*Given problem*
Count the lines in the records below that contain the string "sunglasses". Reply with that number alone.

════════

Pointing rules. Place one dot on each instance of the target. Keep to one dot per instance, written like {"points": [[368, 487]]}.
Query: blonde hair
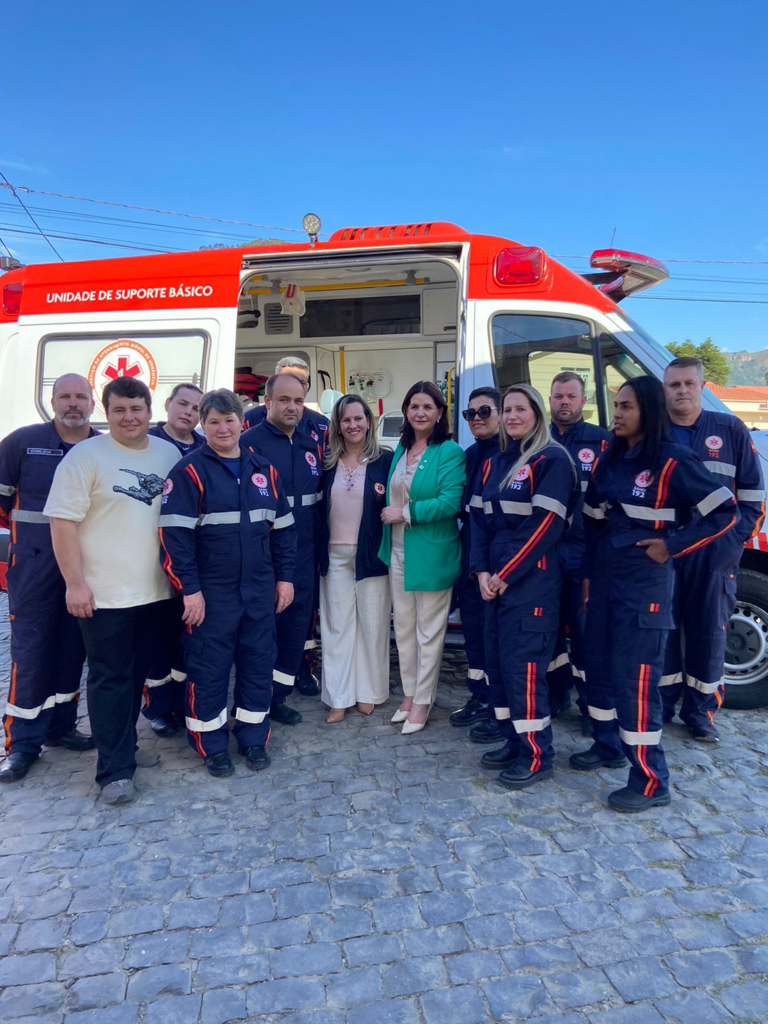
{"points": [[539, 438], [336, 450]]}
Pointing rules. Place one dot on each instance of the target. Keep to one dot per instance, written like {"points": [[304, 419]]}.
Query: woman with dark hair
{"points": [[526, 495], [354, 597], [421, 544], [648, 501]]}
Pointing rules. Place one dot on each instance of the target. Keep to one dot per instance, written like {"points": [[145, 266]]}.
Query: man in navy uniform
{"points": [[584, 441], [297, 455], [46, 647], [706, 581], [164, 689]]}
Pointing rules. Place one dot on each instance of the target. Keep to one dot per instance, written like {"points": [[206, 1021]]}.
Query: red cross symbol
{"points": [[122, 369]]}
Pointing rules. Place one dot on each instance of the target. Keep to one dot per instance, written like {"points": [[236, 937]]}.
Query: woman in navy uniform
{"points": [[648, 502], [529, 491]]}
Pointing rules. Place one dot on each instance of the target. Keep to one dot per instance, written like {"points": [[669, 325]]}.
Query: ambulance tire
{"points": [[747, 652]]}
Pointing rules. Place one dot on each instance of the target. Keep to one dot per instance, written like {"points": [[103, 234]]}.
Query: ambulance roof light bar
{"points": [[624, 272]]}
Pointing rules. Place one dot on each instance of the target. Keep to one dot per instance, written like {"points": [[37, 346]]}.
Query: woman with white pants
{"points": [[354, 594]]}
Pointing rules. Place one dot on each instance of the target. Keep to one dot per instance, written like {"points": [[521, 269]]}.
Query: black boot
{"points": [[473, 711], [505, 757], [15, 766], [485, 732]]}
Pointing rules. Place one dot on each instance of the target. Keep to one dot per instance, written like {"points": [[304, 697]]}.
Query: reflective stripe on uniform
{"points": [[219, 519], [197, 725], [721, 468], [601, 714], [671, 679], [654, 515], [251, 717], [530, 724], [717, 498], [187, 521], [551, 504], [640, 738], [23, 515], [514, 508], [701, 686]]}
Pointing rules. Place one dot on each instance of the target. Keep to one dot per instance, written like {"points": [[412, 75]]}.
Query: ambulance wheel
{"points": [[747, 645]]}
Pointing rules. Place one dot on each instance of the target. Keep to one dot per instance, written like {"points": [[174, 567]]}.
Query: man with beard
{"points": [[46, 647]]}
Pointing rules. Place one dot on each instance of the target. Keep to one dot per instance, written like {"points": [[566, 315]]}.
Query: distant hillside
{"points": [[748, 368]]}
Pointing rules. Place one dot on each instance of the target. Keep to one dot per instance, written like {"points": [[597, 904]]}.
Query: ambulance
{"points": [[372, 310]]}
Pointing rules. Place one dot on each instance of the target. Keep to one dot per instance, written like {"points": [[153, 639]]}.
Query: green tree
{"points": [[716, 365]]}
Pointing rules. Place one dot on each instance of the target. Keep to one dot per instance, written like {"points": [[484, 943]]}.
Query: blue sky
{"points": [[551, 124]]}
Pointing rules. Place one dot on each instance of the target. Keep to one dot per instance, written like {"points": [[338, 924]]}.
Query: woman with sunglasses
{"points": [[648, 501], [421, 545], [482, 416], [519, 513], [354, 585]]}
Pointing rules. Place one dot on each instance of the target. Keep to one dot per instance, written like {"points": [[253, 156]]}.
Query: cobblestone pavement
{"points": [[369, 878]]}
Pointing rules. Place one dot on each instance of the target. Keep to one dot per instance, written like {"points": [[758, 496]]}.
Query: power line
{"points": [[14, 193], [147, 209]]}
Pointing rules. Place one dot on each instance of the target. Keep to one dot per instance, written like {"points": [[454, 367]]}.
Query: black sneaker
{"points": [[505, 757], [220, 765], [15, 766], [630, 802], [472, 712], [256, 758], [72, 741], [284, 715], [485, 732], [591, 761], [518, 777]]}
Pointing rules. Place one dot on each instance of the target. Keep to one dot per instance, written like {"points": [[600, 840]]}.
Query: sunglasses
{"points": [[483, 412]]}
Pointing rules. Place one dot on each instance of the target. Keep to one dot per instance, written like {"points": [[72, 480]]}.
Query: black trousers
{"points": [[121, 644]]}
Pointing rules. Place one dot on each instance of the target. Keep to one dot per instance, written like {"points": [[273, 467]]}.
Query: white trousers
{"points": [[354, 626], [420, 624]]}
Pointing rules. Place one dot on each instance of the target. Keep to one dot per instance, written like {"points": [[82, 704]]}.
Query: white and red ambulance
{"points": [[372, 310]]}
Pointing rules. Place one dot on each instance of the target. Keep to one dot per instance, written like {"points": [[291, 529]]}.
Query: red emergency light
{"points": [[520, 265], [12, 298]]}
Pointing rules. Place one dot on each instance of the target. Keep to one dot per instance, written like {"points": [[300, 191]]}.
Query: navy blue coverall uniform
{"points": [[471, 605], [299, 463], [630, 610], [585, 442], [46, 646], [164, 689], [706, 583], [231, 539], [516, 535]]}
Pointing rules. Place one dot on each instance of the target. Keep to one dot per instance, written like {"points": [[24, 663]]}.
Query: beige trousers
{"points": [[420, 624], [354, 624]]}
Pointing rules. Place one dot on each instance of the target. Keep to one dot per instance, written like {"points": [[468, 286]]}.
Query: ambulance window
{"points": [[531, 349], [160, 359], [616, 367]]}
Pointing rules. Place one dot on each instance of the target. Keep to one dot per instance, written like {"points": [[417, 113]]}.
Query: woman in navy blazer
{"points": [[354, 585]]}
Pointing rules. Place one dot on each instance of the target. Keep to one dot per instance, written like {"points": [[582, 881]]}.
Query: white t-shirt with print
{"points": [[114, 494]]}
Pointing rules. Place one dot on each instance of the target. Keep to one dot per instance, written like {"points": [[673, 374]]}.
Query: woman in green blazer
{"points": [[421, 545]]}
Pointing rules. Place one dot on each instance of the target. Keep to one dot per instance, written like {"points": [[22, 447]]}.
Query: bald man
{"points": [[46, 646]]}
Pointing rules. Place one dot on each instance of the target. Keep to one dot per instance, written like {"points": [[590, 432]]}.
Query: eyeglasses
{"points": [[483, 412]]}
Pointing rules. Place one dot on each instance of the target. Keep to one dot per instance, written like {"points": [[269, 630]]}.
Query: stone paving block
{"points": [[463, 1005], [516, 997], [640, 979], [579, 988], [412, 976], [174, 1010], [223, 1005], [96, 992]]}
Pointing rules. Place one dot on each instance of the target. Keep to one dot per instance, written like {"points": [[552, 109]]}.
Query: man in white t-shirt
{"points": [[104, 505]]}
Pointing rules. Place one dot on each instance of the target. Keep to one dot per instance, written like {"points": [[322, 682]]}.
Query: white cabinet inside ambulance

════════

*Solution to the problem*
2